**WHAT YOU SHOULD DO**
These entries are to be set down again exactly.

**MATERIAL SUPPLIED**
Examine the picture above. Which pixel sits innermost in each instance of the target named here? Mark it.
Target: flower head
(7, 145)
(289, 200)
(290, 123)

**EXERCISE SOLUTION**
Examine the picture above. Which pixel sits innermost in each instance of the target named here? Mark it.
Target: flower head
(7, 145)
(289, 200)
(290, 123)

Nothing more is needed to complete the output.